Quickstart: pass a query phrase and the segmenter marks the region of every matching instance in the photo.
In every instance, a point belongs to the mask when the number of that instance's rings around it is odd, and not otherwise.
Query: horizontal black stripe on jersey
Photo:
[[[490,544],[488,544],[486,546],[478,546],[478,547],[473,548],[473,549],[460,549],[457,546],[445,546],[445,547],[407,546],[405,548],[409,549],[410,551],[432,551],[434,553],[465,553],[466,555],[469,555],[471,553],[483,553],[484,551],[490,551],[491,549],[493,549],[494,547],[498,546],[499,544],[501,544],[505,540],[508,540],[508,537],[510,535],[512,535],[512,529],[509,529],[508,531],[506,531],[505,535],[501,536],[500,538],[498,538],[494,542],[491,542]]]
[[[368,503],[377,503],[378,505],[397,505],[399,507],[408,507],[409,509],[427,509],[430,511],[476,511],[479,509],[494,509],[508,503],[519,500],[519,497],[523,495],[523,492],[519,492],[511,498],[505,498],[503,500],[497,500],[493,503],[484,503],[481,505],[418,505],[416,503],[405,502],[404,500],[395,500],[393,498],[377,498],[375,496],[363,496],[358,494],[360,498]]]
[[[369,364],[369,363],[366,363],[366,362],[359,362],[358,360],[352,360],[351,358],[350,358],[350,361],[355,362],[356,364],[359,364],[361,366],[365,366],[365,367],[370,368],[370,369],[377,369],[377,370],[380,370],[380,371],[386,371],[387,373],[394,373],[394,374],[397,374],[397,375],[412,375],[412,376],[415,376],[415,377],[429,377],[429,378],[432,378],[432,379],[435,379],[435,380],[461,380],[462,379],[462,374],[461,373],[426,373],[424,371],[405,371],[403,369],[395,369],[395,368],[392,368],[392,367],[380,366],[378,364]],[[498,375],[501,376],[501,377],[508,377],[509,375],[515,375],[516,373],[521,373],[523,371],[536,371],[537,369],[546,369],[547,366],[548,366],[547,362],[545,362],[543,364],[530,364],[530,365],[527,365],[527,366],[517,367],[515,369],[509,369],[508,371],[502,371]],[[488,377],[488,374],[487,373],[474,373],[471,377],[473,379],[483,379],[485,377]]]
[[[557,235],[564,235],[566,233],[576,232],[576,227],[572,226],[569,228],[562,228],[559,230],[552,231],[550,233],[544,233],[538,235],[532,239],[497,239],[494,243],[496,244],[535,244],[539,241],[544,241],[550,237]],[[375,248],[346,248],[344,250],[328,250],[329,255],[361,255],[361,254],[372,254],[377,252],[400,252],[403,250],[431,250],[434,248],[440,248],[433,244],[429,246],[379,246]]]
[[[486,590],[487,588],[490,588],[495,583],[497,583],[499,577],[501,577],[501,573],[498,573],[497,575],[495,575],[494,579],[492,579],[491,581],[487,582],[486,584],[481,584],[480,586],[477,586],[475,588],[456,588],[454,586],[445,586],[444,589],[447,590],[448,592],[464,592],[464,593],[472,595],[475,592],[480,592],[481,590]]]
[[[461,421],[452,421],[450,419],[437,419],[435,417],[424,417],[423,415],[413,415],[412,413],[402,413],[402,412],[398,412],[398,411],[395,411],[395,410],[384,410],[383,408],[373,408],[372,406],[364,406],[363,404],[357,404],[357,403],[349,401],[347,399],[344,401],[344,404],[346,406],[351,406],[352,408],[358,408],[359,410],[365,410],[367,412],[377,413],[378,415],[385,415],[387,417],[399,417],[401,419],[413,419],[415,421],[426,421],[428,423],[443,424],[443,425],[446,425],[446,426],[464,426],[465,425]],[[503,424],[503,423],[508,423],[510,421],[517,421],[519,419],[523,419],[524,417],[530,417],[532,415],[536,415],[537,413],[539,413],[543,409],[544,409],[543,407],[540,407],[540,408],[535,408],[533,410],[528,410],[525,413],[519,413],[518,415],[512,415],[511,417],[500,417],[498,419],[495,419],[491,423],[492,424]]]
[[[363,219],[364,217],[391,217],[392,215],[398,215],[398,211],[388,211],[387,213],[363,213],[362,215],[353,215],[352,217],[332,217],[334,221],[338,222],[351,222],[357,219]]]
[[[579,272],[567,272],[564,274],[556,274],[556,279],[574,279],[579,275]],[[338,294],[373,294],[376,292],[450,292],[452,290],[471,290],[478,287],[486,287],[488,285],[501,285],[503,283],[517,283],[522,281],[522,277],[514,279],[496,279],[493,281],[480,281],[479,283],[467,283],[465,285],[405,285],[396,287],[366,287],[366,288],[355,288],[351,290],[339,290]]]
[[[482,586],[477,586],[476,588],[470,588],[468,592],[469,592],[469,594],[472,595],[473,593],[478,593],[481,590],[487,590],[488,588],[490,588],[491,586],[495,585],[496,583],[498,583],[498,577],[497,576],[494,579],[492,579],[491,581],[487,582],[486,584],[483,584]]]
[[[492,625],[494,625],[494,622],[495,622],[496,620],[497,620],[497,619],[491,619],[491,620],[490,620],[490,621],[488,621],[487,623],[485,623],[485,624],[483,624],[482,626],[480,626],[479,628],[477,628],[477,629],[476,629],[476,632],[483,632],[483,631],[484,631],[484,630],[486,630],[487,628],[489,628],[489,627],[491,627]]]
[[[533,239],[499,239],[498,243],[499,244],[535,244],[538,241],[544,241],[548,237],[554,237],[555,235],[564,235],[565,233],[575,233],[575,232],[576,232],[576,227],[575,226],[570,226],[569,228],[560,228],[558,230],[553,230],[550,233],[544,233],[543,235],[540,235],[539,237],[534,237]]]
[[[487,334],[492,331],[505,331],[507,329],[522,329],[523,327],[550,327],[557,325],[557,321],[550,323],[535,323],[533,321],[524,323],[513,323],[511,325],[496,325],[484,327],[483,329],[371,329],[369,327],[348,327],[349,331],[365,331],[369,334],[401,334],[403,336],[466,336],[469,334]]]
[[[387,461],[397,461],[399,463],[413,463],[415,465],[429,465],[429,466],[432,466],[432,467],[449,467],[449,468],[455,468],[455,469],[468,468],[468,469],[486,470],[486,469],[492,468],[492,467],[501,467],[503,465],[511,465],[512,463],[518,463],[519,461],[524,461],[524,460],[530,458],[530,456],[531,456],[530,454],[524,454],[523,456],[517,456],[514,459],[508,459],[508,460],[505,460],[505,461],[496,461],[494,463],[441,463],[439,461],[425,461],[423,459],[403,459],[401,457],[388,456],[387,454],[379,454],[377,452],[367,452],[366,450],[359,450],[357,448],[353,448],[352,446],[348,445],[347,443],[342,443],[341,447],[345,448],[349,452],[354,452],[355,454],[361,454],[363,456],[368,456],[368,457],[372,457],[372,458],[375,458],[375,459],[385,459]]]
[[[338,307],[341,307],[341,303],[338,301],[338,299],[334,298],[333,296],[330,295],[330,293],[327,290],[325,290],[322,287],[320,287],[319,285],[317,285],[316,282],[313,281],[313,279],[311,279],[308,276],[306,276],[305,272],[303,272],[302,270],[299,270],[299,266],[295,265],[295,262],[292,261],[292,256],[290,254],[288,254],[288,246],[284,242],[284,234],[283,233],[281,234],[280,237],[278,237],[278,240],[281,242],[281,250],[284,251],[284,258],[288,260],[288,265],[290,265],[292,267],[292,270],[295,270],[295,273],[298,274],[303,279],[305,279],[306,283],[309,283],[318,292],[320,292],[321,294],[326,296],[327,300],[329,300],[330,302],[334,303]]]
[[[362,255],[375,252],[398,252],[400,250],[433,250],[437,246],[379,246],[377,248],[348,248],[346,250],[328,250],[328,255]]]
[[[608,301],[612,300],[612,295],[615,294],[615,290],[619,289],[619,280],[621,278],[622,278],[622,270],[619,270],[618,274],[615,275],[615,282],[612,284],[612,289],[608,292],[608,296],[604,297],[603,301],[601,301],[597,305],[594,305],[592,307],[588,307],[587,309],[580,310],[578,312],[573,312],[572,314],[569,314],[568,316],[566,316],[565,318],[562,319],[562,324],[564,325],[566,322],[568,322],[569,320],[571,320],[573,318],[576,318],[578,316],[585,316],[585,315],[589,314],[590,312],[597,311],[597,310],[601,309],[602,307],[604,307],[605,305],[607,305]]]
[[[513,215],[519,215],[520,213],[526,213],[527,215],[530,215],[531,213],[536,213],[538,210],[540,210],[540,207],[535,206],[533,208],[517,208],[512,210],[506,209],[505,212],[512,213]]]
================
ASSIGNED TASK —
Copy out each line of the material above, word for word, from the first down to the line containing "Query: horizontal black stripe on jersey". Add nothing.

SOLUTION BELOW —
Quickstart: pass a query phrase and the segmenter marks the region of every matching instance in the photo.
In every instance, a point belongs to the mask when the number of that instance's rings around it is odd, and not otherwise.
Query: horizontal black stripe on jersey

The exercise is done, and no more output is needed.